**Source records**
##############################

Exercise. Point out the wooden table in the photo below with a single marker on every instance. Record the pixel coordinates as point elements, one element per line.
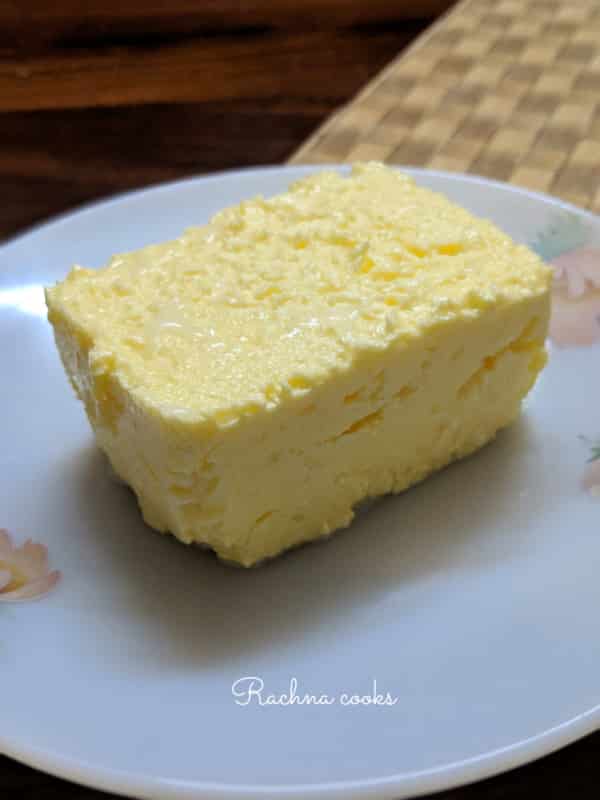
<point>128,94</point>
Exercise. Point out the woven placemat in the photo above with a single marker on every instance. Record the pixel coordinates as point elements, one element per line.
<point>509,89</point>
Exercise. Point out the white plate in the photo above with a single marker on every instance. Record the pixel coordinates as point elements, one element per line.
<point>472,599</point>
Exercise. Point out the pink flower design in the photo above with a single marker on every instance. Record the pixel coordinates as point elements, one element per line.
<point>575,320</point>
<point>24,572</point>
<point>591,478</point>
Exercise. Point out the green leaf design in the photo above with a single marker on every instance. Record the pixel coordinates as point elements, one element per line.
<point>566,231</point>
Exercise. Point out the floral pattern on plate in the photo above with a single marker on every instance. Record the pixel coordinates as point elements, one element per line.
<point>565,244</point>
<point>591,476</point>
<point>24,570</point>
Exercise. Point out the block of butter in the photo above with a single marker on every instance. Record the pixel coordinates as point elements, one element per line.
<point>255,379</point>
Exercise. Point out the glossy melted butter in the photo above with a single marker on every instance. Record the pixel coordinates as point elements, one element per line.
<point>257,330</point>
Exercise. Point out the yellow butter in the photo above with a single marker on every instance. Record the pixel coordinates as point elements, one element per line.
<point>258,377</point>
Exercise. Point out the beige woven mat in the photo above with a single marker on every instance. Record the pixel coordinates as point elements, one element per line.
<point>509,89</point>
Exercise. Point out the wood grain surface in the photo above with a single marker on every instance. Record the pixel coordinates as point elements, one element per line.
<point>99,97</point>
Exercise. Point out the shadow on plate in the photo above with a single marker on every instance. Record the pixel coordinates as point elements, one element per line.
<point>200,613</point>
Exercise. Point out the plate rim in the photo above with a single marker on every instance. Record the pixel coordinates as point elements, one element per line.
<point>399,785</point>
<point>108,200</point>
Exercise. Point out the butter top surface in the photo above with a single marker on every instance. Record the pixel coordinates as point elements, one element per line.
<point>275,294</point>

##############################

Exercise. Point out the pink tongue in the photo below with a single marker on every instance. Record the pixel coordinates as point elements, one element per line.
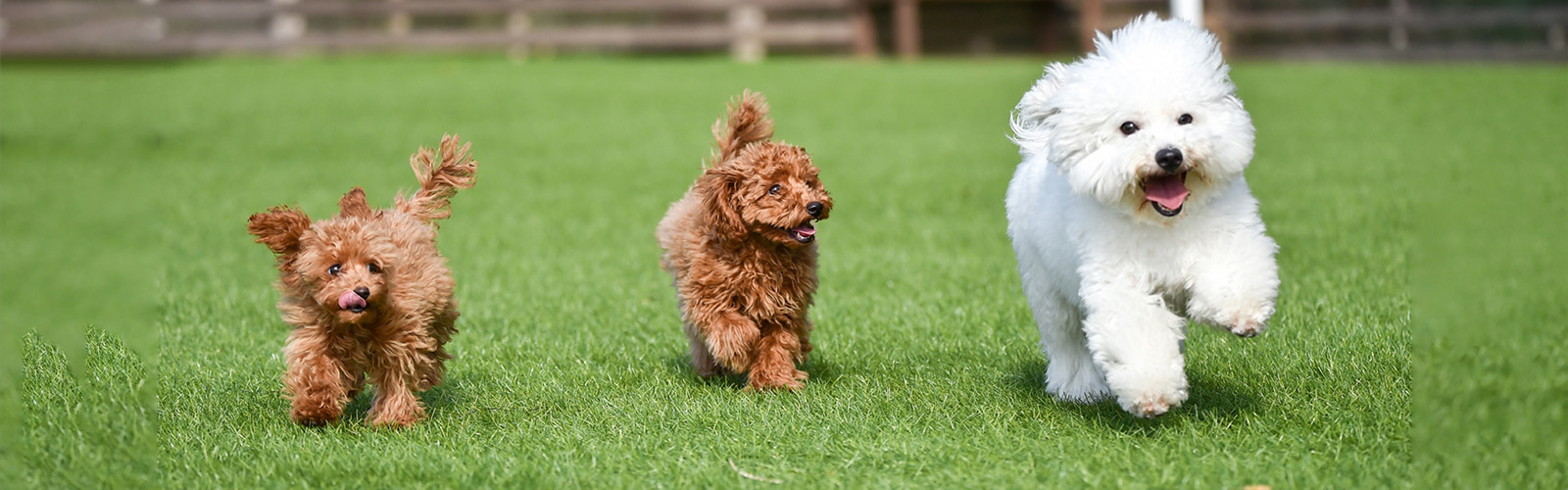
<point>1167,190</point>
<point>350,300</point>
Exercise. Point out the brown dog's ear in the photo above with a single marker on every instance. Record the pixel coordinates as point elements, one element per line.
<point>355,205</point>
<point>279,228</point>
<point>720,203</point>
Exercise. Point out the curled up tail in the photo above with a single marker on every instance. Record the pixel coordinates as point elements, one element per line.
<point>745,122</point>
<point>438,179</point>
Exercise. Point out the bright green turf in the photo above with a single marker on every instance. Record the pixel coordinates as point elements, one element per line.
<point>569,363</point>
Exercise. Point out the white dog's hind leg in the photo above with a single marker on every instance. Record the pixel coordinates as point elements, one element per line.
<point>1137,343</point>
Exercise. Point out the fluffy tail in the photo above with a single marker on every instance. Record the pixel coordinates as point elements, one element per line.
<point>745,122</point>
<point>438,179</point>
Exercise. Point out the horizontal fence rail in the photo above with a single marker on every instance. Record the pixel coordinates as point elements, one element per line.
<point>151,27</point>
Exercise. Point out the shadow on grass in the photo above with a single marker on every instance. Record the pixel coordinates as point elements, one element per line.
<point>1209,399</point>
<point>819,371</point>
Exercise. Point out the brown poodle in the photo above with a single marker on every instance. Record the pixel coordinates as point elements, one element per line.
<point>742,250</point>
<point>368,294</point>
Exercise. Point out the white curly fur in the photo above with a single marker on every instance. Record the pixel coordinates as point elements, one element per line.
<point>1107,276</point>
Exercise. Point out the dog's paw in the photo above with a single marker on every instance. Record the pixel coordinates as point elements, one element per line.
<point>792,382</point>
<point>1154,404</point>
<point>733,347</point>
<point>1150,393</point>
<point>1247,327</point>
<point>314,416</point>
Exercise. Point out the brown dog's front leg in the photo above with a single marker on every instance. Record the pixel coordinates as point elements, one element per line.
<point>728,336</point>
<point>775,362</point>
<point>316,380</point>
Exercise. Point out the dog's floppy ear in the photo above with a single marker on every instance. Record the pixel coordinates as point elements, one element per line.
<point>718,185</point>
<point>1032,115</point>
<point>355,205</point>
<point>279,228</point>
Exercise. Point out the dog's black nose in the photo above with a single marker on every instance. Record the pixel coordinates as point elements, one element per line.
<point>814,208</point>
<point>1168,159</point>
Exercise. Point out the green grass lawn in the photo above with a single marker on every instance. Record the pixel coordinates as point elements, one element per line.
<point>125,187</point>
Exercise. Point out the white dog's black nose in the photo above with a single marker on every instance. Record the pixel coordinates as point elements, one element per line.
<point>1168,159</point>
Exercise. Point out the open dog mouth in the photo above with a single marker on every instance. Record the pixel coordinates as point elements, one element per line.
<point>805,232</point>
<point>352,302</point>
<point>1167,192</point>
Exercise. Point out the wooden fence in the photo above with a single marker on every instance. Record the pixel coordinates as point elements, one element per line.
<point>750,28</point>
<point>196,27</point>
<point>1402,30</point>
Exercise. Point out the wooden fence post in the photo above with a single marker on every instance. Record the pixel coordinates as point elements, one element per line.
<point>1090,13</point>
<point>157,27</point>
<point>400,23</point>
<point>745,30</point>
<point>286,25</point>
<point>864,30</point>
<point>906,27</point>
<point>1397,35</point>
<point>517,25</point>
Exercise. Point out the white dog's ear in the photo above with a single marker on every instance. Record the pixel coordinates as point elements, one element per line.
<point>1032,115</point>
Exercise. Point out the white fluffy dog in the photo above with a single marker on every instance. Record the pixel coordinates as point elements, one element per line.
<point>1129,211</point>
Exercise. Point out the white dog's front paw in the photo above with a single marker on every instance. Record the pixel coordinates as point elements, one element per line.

##############################

**Task requirements**
Convert the material from the line containing "Exercise. Point out the curled" through the line containing "<point>314,416</point>" into a two-column CSV with the headers instruction and answer. Give one row per instruction together with its answer, with each value in a single quoted field and any line breaks replaced by spaces.

**Task result**
instruction,answer
"Exercise. Point out the curled up tail in the photo above with a single marker on every instance. Record the pixel coordinates as point elements, one element per line.","<point>745,122</point> <point>438,179</point>"
"Exercise. Point out the bright green turf in the photo above with a single marker on every instance. Record the pixel coordinates as point elements, one element per line.","<point>569,363</point>"
"Exercise. Point out the white dog's hind leg in the photo above with a single marker on every instance. Record the pixel coordinates as point elements, one element per line.","<point>1137,343</point>"
"Exercise. Point out the fluffy tail in the photo above with a single marker on every instance. Record the pixel coordinates as point elements, one element per line.","<point>745,122</point> <point>438,179</point>"
"Exercise. Point out the horizontal fence rail in the photo above with a single marker on every instance. Record the pixel coordinates as point elements, one element per line.","<point>151,27</point>"
"Exercise. Point out the shadow on grass in the photo above with a single marker on every instance. Record the pixel coordinates as point elements, one element per line.","<point>1209,399</point> <point>819,371</point>"
"Exercise. Point out the brown poodle in the photo above with a single marker on every instance. Record the pixel coordinates as point elements, one element per line.","<point>742,250</point> <point>368,294</point>"
"Exercise. Point out the white curly fur in the photo above with a single marker on every instance. Record the pixel coordinates as point elements, one element per line.","<point>1107,276</point>"
"Exercise. Point out the dog's paw in the photo above with a single marker on every instance. Record the pixel coordinates as point elements, one element per line.","<point>792,382</point> <point>1154,404</point> <point>733,347</point> <point>1150,393</point> <point>1247,327</point> <point>314,416</point>"